Source data
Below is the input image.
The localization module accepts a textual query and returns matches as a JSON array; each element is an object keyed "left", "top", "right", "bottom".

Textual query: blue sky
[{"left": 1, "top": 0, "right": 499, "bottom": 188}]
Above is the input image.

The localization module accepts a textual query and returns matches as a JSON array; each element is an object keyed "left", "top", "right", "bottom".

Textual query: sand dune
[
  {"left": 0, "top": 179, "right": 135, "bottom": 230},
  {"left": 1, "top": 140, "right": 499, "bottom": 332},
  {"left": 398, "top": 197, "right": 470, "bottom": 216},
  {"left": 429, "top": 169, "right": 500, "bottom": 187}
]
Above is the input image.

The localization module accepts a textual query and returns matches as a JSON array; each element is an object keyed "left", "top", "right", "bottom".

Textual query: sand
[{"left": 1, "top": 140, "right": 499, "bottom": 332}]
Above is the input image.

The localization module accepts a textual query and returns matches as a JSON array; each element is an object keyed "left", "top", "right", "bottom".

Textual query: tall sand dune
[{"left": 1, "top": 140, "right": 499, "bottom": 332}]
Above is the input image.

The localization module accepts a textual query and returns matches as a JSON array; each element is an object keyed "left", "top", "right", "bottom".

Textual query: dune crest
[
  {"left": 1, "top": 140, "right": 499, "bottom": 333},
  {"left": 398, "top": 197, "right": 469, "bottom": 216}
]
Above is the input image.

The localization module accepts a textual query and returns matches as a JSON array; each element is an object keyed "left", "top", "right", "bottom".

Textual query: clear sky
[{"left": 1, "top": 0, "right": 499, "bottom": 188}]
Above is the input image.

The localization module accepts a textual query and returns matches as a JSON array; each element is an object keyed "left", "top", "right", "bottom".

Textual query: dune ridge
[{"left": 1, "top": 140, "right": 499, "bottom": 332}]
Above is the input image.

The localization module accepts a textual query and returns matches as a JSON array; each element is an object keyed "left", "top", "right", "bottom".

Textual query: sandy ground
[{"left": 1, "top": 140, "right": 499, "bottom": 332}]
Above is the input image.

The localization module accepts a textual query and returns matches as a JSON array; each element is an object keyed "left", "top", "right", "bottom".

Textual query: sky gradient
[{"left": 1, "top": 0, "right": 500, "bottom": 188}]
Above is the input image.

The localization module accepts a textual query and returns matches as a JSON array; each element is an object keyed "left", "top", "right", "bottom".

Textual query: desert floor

Task directions
Once the listing above has been read, restate it exactly.

Written solution
Below is the input image.
The localization module accepts a textual query and returns matches as a JSON array; each element is an object keyed "left", "top", "right", "bottom".

Textual query: blue sky
[{"left": 1, "top": 0, "right": 499, "bottom": 188}]
Above is the input image.

The localization module accepts a textual query and returns matches as a JSON array; each element is an object keyed "left", "top", "right", "bottom".

Textual query: sand dune
[
  {"left": 0, "top": 179, "right": 135, "bottom": 230},
  {"left": 1, "top": 140, "right": 499, "bottom": 332},
  {"left": 398, "top": 197, "right": 470, "bottom": 216},
  {"left": 429, "top": 169, "right": 500, "bottom": 187}
]
Above is the input image.

The localization module accepts a textual query and returns matches as a JSON array; each element is an object keyed "left", "top", "right", "bottom".

Textual query: sand
[{"left": 1, "top": 140, "right": 499, "bottom": 332}]
Above is the input image.

The localization module accepts a textual query and returns matches as a JSON array; each element is an object keyed "left", "top", "right", "bottom".

Textual query: tall sand dune
[{"left": 1, "top": 140, "right": 499, "bottom": 332}]
Above is the input image.

The localization module accepts a textual query and returns matches as a JSON array; each element is an object keyed "left", "top", "right", "bottom".

Textual query: dune crest
[
  {"left": 1, "top": 140, "right": 499, "bottom": 333},
  {"left": 398, "top": 197, "right": 469, "bottom": 216}
]
Above is the input image.

The localization module accepts a textual query and returns matches as a JSON array; each element is an object keyed "left", "top", "right", "bottom".

Textual query: clear sky
[{"left": 1, "top": 0, "right": 499, "bottom": 188}]
Above is the input image.

The localization module accepts a textual query and returns matches as a JSON array; each element is an object keyed "left", "top", "right", "bottom".

Textual query: dune ridge
[{"left": 1, "top": 140, "right": 499, "bottom": 332}]
Above is the input image.

The localization module accepts a textual query and returns matches as a JSON array; each element is an object keyed "left", "top", "right", "bottom".

Textual query: sandy ground
[{"left": 1, "top": 140, "right": 499, "bottom": 332}]
Above is the input image.

The localization module accepts a textual query and returns matches as a JSON array; each element is an object keyed "left", "top", "right", "bottom".

Textual query: sky gradient
[{"left": 1, "top": 0, "right": 500, "bottom": 188}]
Above is the input image.

The localization module accepts a textual query and returns matches as a JSON array; each element is an object keyed "left", "top", "right", "bottom".

Textual query: desert floor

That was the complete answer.